# [WHAT THIS TASK INVOLVES]
Go to the line containing "the crossed arms." in the records below. Repeat it and the lines after it exactly, all the way to the end.
BEGIN MATERIAL FOR THE TASK
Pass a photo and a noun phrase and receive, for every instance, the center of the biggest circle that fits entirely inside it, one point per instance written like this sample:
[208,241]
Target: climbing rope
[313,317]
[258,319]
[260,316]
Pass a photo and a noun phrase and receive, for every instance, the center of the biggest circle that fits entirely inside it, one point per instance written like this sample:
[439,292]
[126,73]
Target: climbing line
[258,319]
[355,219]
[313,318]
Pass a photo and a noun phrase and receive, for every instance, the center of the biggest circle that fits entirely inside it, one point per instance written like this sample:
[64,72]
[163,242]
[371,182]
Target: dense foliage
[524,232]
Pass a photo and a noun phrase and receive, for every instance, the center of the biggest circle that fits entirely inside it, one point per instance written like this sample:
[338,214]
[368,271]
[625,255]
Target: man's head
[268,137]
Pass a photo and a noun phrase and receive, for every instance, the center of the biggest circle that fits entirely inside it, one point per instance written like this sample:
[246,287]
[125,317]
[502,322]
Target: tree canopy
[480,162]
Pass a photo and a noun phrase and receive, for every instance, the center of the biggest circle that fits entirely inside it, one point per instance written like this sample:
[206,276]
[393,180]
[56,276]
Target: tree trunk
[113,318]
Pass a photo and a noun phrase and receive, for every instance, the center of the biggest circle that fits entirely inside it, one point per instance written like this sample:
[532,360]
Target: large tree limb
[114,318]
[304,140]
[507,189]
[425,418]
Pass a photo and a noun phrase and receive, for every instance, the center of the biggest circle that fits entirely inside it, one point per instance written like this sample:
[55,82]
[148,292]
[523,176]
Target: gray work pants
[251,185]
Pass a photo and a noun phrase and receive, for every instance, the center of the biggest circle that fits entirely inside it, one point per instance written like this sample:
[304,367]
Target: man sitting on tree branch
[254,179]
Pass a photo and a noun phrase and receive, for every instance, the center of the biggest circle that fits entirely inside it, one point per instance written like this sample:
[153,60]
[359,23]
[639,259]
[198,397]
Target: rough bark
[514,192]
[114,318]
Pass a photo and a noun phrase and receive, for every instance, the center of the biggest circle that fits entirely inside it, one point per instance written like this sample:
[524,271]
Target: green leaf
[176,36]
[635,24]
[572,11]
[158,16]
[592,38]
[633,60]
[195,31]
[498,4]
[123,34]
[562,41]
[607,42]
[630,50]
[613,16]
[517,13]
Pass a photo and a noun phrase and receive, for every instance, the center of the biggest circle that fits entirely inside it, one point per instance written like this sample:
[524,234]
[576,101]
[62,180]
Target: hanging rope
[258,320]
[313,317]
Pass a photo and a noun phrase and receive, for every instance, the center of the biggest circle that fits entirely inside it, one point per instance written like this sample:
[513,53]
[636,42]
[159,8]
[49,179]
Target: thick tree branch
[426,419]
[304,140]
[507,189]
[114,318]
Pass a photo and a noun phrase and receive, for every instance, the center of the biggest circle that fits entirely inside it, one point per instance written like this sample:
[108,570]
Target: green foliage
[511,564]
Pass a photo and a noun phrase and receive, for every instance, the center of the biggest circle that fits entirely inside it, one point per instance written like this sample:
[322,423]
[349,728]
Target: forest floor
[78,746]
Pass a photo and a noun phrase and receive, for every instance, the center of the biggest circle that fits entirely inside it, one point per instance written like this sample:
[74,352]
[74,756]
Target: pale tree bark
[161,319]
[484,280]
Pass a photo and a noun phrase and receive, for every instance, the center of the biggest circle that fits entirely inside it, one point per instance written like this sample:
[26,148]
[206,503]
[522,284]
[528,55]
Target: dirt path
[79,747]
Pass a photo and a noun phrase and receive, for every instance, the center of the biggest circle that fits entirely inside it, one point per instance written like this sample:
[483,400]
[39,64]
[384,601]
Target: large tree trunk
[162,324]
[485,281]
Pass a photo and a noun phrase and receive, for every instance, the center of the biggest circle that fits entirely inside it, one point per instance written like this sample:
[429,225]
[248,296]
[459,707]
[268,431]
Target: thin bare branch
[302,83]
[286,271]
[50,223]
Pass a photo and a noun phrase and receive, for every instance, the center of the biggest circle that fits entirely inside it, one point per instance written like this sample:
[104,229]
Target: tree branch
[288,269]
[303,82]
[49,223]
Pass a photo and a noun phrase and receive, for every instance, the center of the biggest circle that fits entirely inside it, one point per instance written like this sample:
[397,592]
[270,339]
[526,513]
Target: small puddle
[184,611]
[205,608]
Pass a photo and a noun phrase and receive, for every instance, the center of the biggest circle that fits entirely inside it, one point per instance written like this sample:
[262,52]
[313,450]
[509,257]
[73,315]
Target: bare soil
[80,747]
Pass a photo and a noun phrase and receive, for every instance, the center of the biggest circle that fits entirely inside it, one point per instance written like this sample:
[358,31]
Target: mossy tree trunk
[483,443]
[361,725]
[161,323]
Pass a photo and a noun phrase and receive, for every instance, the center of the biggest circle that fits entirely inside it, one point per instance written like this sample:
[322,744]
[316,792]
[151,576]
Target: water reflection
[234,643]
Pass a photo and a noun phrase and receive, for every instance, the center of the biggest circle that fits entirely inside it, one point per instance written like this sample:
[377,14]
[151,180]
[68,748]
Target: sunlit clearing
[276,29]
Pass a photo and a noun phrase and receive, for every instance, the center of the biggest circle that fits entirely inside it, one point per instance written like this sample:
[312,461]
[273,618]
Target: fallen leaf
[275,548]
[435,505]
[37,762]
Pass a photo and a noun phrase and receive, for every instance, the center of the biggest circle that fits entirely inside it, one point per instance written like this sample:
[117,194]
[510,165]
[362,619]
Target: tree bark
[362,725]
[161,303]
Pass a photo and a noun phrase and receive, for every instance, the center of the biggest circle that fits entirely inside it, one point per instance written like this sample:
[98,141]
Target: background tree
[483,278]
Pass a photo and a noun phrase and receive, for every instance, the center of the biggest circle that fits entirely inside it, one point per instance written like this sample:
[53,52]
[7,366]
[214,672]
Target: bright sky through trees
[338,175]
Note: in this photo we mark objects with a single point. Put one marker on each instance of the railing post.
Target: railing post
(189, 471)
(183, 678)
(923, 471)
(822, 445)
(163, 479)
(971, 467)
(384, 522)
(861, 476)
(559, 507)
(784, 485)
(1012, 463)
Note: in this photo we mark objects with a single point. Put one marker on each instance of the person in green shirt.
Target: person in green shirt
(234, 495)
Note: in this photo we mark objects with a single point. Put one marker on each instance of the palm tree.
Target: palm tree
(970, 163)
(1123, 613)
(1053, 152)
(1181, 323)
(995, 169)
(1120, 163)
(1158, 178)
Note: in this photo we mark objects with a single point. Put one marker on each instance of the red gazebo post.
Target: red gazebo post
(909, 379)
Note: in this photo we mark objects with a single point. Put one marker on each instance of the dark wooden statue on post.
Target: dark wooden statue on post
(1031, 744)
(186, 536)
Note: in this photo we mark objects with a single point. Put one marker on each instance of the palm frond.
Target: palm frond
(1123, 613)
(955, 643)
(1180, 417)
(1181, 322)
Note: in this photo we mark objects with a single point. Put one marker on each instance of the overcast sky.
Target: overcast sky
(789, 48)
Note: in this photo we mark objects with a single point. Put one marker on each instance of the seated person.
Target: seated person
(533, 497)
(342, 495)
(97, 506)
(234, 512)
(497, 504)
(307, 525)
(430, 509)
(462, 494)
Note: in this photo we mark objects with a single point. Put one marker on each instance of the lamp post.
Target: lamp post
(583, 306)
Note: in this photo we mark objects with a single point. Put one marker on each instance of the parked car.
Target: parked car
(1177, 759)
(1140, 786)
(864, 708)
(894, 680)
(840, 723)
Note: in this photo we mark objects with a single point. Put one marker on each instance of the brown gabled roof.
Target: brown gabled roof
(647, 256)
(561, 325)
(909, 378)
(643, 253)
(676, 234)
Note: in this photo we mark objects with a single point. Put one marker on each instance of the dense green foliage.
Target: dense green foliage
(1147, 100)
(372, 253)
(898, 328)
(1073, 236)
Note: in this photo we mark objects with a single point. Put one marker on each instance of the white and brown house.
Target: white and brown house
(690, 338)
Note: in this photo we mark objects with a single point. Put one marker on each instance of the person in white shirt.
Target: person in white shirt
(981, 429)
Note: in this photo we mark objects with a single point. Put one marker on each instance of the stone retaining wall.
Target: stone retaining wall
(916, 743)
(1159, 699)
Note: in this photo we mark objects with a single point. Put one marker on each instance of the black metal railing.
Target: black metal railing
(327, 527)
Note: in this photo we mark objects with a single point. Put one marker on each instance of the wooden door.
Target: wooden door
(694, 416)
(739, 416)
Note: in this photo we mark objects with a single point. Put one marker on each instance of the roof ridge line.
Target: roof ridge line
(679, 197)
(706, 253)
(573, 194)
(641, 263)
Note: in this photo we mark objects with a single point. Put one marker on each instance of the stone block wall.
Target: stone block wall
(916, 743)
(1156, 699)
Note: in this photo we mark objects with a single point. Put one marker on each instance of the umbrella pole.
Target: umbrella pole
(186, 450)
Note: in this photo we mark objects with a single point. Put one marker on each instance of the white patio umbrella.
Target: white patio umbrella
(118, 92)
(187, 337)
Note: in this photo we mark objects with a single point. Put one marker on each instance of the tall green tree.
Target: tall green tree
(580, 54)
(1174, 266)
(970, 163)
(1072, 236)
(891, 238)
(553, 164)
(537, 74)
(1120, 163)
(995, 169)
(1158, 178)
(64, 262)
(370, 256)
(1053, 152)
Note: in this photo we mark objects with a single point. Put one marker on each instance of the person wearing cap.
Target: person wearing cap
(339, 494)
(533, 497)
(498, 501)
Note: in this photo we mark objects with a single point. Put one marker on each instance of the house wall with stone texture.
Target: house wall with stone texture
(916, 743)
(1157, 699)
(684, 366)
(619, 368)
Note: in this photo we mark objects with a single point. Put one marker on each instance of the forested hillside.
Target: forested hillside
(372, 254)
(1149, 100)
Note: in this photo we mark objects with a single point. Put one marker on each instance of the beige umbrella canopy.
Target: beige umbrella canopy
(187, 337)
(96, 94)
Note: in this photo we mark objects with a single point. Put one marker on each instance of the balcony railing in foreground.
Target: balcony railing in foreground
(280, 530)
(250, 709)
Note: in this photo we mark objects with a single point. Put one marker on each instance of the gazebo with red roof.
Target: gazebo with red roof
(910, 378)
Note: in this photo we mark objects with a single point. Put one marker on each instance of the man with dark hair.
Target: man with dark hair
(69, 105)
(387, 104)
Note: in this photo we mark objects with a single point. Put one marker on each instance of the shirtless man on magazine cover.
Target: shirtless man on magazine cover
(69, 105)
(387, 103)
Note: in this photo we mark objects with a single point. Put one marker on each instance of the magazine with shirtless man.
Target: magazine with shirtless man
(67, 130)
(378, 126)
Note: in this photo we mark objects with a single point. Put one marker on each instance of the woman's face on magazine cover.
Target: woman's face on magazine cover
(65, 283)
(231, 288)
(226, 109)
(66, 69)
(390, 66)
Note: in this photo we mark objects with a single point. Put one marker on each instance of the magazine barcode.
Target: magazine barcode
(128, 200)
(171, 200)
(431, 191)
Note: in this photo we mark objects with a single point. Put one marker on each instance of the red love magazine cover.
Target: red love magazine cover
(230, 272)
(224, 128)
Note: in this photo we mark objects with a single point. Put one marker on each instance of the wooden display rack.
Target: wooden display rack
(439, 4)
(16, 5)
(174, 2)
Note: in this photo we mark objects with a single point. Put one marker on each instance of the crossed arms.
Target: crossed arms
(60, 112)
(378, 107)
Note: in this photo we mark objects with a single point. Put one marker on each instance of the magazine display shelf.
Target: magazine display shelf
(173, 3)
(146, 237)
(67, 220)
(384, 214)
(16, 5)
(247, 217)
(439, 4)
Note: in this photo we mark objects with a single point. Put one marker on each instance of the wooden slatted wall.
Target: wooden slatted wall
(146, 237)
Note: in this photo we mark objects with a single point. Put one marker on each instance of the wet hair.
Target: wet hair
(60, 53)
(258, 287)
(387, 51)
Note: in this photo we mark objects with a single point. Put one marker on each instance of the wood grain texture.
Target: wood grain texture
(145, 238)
END MATERIAL FOR THE TASK
# [RESPONSE TO THIS EXERCISE]
Note: in this photo we mark objects with a single point. Put one marker on each instance of the crossed arms.
Target: crossed arms
(60, 112)
(378, 107)
Note: in this photo we mark objects with a single point. Put one marker on each instance of the magazine display shelf.
Target: magazine display shelf
(173, 3)
(146, 237)
(67, 220)
(384, 214)
(16, 5)
(247, 217)
(439, 4)
Note: in this photo we mark objects with a single point. Put one marker on each instance of the wooden slatted wall.
Target: wooden slatted wall
(146, 237)
Note: in this photo we mark objects with a single point. Put one marker on each instance of the wet hair.
Target: wet hair
(60, 53)
(258, 287)
(387, 51)
Note: in this photo we mark objects with a single point. Put one marker on each instance of the wood grain texture.
Target: wood grain texture
(145, 238)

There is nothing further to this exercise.